* What is required *
Your task is to return the span of lines beginning at the one with "Please trace the outline of every instance of the door" and ending at the last line of the data, exactly as it stands.
┌─ Dataset records
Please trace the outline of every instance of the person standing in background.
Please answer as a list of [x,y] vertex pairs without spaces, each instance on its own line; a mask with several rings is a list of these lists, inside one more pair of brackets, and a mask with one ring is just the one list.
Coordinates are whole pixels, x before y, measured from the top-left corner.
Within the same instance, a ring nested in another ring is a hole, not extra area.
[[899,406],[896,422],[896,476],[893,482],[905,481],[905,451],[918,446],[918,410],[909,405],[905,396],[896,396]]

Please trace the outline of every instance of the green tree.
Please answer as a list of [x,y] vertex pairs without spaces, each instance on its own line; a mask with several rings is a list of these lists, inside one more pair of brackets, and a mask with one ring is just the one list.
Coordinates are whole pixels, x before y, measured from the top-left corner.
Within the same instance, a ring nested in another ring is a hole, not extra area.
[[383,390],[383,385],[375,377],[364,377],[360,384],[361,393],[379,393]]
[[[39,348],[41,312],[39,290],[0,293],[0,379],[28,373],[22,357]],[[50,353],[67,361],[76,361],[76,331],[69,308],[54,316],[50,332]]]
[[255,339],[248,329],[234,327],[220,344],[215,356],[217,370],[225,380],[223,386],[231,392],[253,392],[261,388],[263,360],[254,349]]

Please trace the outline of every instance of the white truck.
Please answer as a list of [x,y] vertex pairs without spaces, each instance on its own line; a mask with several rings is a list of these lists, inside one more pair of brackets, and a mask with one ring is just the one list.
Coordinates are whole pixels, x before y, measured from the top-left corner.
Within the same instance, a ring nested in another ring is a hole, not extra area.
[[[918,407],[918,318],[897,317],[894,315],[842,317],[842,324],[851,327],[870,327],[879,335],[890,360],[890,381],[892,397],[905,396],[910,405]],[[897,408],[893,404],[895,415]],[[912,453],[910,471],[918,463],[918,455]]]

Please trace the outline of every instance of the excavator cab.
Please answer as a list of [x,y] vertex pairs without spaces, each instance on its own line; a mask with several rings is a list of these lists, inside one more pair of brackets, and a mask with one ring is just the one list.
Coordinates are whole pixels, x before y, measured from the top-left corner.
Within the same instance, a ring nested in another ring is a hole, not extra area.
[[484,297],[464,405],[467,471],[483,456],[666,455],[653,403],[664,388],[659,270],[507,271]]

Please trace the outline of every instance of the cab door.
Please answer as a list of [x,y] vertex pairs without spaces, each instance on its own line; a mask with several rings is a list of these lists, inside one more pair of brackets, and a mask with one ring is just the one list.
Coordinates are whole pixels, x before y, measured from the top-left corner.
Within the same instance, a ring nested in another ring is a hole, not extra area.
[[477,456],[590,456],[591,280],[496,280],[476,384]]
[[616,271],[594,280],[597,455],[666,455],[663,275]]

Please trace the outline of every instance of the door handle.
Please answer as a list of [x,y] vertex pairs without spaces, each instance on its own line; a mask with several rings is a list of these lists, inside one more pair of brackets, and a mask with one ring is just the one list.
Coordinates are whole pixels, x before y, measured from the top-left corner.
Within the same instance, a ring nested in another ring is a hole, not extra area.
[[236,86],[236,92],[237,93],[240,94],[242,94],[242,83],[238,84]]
└─
* Final answer *
Please trace the outline of every instance of the door handle.
Please answer as a list of [x,y] vertex pairs without spaces, each instance on its own line; a mask with several rings is a list of these lists, inside one more pair of brackets, and a mask with one ring is just the one list.
Coordinates are whole pixels, x before y, measured from the top-left corner.
Within the same instance, a ring nested in another ring is a hole, not extra area.
[[236,86],[236,92],[237,93],[240,94],[242,94],[242,83],[238,84]]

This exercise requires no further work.